### Objective
Quote each line exactly, from the line that contains "Task: Where can the slender" down to the last line of the listing, and no other lines.

Stored items from a collection
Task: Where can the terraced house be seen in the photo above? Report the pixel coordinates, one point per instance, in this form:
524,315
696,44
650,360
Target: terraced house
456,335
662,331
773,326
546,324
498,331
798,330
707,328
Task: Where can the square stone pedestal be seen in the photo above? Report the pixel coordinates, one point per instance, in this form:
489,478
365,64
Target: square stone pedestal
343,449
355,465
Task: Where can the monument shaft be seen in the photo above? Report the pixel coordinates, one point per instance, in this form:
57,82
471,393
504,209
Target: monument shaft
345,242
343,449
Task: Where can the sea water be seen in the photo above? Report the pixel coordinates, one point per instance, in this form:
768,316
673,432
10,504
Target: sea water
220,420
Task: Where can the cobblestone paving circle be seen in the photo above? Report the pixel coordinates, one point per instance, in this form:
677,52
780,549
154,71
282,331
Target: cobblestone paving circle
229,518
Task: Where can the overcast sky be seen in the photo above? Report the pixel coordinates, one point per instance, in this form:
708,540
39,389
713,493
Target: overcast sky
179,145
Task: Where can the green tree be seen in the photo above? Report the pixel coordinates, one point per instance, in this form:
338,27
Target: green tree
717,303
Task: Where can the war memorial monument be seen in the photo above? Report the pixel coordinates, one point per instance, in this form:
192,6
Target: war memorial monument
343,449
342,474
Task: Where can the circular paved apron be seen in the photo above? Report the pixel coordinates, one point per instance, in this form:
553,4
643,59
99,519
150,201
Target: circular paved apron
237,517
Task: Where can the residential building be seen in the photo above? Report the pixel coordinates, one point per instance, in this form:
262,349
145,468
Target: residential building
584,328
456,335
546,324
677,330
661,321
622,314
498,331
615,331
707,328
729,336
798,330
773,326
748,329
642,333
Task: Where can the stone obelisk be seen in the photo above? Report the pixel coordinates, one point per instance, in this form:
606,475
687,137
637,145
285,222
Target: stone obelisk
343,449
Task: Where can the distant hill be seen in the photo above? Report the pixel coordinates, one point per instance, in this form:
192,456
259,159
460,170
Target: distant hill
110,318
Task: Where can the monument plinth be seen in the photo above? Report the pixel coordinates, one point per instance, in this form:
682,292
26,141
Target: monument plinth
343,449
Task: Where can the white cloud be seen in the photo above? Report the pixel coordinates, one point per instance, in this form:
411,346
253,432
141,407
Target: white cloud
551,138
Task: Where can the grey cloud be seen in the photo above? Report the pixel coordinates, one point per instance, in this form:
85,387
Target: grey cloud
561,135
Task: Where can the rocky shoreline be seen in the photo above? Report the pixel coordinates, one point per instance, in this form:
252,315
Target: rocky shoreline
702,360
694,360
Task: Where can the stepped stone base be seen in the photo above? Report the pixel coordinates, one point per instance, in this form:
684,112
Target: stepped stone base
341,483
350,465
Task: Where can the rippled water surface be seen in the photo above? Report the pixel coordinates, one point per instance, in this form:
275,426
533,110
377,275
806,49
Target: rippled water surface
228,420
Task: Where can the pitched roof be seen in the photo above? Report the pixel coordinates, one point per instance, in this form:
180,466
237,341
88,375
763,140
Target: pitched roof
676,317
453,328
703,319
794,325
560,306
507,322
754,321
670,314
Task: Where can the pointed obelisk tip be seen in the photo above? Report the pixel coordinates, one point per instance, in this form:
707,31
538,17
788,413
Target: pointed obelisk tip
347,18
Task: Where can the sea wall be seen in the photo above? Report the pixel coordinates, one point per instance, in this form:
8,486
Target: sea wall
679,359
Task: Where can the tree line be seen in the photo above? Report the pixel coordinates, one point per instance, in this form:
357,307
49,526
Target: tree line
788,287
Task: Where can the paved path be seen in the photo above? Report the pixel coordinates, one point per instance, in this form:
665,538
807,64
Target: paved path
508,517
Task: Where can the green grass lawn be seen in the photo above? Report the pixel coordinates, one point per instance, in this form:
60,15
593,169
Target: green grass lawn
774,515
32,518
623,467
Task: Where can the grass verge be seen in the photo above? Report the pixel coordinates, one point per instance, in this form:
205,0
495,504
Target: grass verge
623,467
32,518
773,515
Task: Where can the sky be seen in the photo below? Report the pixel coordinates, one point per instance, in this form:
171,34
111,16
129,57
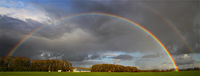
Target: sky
95,39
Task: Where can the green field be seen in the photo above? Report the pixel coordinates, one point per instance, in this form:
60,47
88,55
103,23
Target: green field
181,73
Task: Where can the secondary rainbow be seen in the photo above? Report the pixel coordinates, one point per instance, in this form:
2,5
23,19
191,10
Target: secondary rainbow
97,14
174,28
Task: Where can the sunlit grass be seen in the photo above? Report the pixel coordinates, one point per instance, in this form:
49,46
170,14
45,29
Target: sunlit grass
180,73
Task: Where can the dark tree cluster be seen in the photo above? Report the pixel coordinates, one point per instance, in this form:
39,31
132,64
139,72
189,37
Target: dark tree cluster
25,64
112,68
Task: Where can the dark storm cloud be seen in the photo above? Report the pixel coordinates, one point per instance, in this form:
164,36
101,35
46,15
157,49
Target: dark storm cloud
124,57
154,55
78,37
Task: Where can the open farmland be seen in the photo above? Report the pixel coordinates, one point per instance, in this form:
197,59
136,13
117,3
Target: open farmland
180,73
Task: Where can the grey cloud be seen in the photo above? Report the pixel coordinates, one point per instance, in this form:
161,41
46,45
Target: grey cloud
154,55
79,37
124,57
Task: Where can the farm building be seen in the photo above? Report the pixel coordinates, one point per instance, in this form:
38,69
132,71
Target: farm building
81,70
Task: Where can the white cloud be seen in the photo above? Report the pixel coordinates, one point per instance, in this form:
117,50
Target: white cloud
116,60
22,11
110,54
23,14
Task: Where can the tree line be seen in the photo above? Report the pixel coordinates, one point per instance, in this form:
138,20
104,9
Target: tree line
112,68
25,64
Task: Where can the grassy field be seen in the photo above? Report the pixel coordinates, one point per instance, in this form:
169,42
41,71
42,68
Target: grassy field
180,73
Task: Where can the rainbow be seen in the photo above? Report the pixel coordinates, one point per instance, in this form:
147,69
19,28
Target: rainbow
174,28
13,50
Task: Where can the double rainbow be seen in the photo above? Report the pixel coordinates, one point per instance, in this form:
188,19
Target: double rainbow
99,14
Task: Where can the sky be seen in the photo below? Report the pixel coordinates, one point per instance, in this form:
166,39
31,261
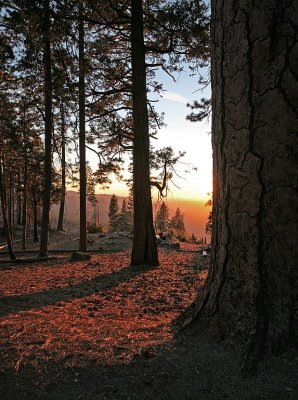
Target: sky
182,135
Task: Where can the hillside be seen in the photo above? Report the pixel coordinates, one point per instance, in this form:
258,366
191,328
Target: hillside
195,212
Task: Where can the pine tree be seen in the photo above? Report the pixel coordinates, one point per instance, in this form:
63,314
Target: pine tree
123,218
162,219
177,224
113,214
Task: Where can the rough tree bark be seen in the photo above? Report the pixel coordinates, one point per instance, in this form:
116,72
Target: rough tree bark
44,232
144,250
82,133
63,175
251,289
4,210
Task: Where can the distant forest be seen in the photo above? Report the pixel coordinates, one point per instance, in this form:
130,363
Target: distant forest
77,76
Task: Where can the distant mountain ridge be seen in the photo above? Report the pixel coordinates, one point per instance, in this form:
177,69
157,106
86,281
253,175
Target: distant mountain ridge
195,212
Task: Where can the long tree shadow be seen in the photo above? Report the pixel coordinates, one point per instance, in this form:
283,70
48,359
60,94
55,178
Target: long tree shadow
14,304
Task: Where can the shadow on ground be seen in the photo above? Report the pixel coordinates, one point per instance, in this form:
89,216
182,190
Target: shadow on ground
191,368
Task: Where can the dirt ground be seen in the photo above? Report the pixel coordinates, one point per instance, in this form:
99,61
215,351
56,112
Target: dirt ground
99,329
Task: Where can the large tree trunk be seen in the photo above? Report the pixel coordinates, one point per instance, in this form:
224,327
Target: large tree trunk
144,250
251,289
82,134
63,185
48,134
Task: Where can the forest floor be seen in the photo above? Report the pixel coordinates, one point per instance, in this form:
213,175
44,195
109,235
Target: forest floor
99,329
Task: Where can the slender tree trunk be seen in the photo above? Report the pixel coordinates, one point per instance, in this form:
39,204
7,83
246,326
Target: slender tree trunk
48,133
144,250
25,195
10,210
35,217
82,134
63,185
19,200
251,289
4,213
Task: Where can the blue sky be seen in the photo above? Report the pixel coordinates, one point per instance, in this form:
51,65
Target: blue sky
182,135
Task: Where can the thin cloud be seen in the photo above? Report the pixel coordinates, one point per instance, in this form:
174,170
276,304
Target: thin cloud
175,97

### Written solution
Task: Where can the slender tree trunk be seen in the photo above? Report the pixel coordinates, one point per instance, in this form:
39,204
7,83
246,326
Target: slender tree trunk
48,133
144,250
25,195
10,210
35,217
82,134
63,185
19,200
251,289
4,213
Task: Where can the blue sky be seen in the photo above? Report the pixel coordinates, one point per instance, in this form:
51,65
Target: blue sky
182,135
Task: Where can the thin cloud be seen in the photo above? Report the pixel coordinates, one point per instance, in this form:
174,170
276,304
Target: thin cloud
175,97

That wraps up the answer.